**Selected passage**
** start **

The game starts at an initial state s 1, and is played as follows. At each stage \( { t \in \mathbf{N} } \), each player \( { i \in N } \) chooses an action \( { a_i^t \in A_i(s^t) } \), receives the stage payoff \( { u_i(s^t,a^t) } \), where \( a^t = (a_i^t)_{i \in N} \), and the game moves to a new state \( { s^{t+1} } \) that is chosen according to the probability distribution \( { q(\cdot\mid s^t,a^t) } \).

A few comments are in order.

  1. 1.

    A stochastic game lasts infinitely many stages. However, the model also captures finite interactions (of length t), by assuming the play moves, at stage t, to an absorbing state with payoff 0 to all players.

  2. 2.

    In particular, by setting \( { t=1 } \), we see that stochastic games are a generalization of matrix games (games in normal form games in normal form), which are played only once.

  3. 3.

    Stochastic games are also a generalization of repeated games , in which the players play the same matrix game over and over again. Indeed, a repeated game is equivalent to a stochastic game with a single state.

  4. 4.

    Stopping games are also a special case of stochastic games. In these games every player has two actions in all states, continue and quit. as long as all players choose continue the stage payoff is 0; once at least one player chooses quit the game moves to an absorbing state.

  5. 5.

    Markov decision problems (see, e. g., [49]) are stochastic games with a single player.

  6. 6.

    The transition function q governs the evolution of the game. It depends on the actions of all players and on the current state, so that all the players influence the evolution of the game.

  7. 7.

** end **

**Instructions**
A: From the passage on stochastic games, return everything from "Stopping games are" down to "with a single player.".
B: Answer these questions using the passage on stochastic games:
(i) How many states does a stochastic game have when it is equivalent to a repeated game?
(ii) Which two actions does every player have in all states of a stopping game?
(iii) What does the transition function q depend on?
C: Decide whether each statement agrees with the passage on stochastic games, and answer yes or no with the deciding words quoted from it:
(i) A stochastic game lasts only finitely many stages.
(ii) Markov decision problems are stochastic games with a single player.
(iii) In a stopping game, the stage payoff is 0 as long as all players choose continue.

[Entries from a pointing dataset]
** start **

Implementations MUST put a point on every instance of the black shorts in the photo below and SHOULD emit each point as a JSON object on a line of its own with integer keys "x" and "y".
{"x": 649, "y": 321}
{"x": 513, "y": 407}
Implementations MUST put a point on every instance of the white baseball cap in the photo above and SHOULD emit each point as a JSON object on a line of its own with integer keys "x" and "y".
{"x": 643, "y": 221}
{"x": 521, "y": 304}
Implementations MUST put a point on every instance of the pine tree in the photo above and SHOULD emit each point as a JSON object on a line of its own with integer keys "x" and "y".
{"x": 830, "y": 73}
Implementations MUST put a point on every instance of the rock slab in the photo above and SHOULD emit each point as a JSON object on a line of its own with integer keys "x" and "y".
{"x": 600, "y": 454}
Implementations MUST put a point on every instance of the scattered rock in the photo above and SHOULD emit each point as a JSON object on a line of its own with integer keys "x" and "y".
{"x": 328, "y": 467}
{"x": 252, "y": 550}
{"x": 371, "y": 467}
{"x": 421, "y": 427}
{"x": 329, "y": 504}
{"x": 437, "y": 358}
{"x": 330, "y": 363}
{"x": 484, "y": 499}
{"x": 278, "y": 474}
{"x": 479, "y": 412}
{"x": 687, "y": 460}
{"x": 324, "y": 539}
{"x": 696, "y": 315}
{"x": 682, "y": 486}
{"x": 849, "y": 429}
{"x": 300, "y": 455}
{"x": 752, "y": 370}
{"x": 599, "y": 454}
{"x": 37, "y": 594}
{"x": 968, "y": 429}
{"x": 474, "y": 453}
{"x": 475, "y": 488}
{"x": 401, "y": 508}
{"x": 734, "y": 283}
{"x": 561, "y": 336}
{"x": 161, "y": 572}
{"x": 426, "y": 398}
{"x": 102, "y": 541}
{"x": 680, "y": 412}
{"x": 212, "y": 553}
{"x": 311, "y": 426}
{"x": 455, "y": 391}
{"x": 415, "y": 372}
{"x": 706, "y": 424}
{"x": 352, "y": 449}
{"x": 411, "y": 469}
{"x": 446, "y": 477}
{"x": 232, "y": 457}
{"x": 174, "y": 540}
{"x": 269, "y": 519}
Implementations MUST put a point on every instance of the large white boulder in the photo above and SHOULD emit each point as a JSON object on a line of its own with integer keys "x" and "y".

** end **

**Answer set**
A:
Stopping games are also a special case of stochastic games. In these games every player has two actions in all states, continue and quit. as long as all players choose continue the stage payoff is 0; once at least one player chooses quit the game moves to an absorbing state.

  5. 5.

    Markov decision problems (see, e. g., [49]) are stochastic games with a single player.

B:
(i) A single state.
(ii) Continue and quit.
(iii) The actions of all players and the current state.

C:
(i) No: "A stochastic game lasts infinitely many stages."
(ii) Yes: "are stochastic games with a single player"
(iii) Yes: "as long as all players choose continue the stage payoff is 0"